• What to work on
Once the line with "Kindly review the image provided below and locate the window." is found in the entries below, print it and each following line exactly, stopping after the line with "Kindly review the image provided above and locate the closet"; print nothing else.

(Data for processing)

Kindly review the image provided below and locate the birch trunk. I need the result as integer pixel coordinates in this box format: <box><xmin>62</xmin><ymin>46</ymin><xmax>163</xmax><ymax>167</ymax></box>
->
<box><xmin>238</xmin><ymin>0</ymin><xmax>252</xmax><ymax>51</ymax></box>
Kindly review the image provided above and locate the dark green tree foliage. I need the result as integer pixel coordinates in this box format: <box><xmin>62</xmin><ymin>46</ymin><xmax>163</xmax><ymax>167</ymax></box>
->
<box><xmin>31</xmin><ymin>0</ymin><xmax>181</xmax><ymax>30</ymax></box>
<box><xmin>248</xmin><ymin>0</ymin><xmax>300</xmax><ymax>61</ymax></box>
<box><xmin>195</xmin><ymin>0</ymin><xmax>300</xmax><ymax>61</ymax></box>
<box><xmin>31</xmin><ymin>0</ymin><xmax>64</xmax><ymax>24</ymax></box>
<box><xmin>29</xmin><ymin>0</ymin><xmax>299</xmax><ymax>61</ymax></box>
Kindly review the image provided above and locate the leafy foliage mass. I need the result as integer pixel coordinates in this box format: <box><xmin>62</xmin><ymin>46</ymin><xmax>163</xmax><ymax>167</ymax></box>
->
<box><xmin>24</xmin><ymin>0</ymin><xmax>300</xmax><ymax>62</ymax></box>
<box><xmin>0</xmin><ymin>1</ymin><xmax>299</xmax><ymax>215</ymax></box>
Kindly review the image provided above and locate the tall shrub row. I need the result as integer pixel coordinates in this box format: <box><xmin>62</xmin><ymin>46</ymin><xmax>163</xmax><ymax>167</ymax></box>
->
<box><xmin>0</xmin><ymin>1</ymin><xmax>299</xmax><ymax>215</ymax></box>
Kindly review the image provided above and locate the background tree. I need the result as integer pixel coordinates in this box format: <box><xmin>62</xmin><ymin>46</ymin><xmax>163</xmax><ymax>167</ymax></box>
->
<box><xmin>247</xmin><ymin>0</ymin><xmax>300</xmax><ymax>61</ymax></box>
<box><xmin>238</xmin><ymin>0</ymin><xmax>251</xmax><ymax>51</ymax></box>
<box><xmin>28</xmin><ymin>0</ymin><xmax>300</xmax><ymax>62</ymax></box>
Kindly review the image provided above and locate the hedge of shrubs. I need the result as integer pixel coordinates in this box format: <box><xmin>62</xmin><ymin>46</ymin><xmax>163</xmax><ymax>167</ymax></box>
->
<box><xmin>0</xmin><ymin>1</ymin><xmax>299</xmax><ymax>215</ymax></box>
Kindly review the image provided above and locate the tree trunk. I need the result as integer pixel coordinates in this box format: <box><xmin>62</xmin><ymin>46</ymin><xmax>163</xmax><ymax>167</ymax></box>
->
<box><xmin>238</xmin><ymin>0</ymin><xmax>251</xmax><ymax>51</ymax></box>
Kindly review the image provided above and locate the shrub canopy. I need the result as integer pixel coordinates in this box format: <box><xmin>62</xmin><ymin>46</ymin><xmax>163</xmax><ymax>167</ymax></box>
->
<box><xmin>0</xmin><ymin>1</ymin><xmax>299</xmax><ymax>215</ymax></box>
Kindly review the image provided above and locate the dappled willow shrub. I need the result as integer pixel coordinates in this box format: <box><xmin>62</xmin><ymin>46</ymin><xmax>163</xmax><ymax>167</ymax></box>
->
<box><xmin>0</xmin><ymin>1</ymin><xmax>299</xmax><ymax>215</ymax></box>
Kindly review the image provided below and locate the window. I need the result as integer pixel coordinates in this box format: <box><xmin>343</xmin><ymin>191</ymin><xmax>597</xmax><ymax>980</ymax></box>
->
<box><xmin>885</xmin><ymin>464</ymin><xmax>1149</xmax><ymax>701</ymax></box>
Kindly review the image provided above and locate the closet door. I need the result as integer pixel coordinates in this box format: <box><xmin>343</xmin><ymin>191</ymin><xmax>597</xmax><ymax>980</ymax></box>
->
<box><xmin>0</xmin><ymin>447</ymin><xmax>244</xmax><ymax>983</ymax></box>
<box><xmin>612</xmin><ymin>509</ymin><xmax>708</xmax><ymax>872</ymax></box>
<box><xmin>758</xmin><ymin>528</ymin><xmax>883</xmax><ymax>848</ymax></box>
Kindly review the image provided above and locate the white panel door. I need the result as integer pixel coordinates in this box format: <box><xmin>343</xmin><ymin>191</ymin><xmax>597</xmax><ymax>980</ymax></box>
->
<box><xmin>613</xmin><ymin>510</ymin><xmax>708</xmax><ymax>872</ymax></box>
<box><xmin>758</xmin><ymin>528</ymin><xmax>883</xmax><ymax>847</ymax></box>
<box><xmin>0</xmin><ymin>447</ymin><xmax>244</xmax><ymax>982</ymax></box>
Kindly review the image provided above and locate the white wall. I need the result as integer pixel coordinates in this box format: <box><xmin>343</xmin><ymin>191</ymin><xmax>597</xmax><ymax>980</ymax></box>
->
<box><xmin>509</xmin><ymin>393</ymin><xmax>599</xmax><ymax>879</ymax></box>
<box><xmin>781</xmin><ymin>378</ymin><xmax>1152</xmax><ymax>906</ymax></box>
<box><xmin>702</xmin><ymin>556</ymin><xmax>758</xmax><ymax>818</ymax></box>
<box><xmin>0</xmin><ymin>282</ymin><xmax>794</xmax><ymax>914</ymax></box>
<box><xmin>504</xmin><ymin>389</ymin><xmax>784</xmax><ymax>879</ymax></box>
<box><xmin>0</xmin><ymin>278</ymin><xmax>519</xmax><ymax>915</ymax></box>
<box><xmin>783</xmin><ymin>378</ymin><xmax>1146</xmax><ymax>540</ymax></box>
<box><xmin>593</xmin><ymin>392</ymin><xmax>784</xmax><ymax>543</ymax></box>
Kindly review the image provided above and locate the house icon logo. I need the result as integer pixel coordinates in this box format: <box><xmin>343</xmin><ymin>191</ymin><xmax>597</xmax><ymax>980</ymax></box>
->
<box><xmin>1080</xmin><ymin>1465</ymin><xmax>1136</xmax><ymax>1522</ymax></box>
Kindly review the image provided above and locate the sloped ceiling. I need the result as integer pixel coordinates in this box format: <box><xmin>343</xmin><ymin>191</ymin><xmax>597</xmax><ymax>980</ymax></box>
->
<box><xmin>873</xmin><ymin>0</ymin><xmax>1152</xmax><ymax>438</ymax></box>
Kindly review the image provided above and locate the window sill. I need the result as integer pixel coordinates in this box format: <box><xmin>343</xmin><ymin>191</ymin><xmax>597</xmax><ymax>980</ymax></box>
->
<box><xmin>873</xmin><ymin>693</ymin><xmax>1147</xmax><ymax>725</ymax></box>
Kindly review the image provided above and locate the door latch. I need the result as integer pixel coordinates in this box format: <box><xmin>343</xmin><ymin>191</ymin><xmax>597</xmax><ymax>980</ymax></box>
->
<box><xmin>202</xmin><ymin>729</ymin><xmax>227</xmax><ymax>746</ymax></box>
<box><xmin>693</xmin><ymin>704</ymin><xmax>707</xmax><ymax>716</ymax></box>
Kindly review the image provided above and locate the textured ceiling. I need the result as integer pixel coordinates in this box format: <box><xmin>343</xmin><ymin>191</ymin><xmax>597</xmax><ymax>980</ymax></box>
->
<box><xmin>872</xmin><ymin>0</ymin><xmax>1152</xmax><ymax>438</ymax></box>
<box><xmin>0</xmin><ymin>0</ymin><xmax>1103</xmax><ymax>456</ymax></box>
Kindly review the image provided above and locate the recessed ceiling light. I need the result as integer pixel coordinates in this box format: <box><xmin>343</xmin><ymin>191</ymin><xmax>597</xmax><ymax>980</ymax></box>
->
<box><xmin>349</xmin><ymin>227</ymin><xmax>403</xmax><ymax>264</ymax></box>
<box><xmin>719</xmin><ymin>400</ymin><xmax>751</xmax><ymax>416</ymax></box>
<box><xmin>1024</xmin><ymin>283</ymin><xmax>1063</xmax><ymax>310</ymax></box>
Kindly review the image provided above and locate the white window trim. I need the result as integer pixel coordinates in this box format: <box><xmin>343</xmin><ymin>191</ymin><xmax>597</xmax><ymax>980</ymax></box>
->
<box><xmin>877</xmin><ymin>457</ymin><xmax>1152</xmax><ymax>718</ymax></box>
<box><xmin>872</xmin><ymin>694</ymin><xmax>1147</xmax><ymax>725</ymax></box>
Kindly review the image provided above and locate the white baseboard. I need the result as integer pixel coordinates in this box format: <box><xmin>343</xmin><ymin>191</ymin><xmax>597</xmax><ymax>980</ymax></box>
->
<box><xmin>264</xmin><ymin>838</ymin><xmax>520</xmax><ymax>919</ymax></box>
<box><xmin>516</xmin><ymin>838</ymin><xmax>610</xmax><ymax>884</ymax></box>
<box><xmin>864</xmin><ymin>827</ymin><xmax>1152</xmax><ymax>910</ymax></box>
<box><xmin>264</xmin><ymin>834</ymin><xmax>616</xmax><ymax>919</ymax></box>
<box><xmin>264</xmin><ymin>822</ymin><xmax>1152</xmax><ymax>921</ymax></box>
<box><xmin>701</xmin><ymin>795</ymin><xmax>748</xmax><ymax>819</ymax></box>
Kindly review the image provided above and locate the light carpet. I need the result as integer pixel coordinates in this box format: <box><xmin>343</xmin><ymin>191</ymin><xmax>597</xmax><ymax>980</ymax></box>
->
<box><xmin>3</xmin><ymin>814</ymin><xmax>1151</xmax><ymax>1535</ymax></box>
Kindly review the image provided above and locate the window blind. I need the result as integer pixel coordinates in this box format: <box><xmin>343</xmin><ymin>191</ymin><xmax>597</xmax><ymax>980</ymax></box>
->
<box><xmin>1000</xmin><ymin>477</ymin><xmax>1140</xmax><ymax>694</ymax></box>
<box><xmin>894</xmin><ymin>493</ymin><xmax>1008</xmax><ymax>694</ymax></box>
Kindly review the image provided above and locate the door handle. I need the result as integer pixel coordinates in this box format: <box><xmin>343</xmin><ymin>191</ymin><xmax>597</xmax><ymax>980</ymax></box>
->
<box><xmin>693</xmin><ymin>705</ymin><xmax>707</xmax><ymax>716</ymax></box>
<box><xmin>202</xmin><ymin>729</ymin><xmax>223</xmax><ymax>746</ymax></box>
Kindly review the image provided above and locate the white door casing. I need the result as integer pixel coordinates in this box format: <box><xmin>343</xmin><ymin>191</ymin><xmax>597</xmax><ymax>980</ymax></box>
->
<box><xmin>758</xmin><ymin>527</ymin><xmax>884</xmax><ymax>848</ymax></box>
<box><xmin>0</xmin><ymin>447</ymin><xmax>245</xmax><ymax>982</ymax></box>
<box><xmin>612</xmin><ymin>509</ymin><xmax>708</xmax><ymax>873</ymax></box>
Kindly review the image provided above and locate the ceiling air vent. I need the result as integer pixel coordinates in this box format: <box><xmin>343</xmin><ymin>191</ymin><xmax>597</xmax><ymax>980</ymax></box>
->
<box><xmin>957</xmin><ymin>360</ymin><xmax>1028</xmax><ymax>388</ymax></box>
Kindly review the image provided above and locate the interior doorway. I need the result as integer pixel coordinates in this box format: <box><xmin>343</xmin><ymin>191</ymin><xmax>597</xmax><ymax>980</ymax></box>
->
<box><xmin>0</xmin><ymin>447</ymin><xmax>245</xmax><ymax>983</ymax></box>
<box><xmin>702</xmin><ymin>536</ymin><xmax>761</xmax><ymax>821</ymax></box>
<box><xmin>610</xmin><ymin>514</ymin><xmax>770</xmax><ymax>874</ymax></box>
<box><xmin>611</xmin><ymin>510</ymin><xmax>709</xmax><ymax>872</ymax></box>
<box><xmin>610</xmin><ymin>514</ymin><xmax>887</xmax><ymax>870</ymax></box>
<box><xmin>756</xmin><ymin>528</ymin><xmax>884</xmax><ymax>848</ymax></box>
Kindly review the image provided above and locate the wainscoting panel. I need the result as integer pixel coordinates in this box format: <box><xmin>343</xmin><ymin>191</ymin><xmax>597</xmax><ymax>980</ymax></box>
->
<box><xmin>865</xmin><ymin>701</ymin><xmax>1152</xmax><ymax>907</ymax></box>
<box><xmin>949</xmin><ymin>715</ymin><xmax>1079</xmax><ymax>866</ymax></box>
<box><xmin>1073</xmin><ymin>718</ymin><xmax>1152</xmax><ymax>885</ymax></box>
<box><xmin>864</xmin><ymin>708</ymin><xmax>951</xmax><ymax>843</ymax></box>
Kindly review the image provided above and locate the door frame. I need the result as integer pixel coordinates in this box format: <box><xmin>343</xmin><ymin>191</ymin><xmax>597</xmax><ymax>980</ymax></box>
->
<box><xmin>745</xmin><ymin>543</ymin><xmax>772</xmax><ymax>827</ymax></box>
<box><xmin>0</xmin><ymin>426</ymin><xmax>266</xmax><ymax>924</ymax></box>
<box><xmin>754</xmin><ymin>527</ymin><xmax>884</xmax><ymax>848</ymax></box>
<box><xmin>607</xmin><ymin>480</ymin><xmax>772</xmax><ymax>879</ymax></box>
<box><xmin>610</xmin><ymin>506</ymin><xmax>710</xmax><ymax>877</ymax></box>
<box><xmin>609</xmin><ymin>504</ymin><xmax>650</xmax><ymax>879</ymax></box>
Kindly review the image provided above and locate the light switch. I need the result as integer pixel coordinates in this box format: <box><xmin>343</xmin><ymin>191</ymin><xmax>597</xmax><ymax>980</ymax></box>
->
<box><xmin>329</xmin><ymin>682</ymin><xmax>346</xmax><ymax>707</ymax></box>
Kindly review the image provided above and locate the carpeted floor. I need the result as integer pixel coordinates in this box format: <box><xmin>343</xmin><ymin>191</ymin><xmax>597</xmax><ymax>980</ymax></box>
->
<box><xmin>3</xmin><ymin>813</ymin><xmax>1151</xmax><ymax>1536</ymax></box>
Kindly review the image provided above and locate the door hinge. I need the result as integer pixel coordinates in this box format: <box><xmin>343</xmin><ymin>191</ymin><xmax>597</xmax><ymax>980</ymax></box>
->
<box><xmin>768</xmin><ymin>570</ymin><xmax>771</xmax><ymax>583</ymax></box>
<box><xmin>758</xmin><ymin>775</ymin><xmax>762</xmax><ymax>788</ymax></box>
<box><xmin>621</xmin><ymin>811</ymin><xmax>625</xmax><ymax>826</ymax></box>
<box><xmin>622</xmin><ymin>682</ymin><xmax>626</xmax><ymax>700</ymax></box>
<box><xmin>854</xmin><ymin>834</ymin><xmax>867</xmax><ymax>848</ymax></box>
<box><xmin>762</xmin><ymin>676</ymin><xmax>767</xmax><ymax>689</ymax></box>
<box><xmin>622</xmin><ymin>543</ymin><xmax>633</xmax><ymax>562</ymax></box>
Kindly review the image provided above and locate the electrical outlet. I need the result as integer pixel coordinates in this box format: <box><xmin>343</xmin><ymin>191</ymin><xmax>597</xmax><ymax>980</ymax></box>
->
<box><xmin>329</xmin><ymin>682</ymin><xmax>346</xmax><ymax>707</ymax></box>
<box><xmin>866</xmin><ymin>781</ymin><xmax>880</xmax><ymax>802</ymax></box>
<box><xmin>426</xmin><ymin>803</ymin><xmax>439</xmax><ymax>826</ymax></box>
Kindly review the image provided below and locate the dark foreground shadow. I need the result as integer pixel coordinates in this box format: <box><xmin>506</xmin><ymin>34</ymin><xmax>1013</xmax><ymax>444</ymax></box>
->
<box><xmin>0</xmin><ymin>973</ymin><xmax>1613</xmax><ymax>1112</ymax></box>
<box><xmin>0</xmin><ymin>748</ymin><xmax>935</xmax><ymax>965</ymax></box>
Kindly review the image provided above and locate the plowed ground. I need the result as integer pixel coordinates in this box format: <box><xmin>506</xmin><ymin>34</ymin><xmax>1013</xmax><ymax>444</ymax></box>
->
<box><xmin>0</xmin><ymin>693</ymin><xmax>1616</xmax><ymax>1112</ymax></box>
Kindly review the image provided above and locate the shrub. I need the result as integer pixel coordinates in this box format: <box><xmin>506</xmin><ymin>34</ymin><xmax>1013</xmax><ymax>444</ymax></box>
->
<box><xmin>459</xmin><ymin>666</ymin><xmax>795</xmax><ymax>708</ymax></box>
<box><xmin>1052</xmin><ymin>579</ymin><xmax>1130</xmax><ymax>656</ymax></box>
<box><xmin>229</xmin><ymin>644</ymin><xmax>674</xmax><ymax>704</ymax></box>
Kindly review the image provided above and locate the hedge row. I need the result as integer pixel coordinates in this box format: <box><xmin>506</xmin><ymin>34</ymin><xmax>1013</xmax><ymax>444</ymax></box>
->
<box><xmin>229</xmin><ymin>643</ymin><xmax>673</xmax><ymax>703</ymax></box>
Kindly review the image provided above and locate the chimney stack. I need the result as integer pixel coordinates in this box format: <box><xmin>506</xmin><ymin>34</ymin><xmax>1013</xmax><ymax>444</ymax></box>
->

(End Data for processing)

• Output
Kindly review the image provided below and locate the window. I need the result as integer pixel coordinates in this box format: <box><xmin>343</xmin><ymin>191</ymin><xmax>597</xmax><ymax>980</ymax></box>
->
<box><xmin>885</xmin><ymin>464</ymin><xmax>1149</xmax><ymax>701</ymax></box>
Kindly review the image provided above and locate the closet door. I need the result as integer pixel coordinates in this box format: <box><xmin>343</xmin><ymin>191</ymin><xmax>597</xmax><ymax>980</ymax></box>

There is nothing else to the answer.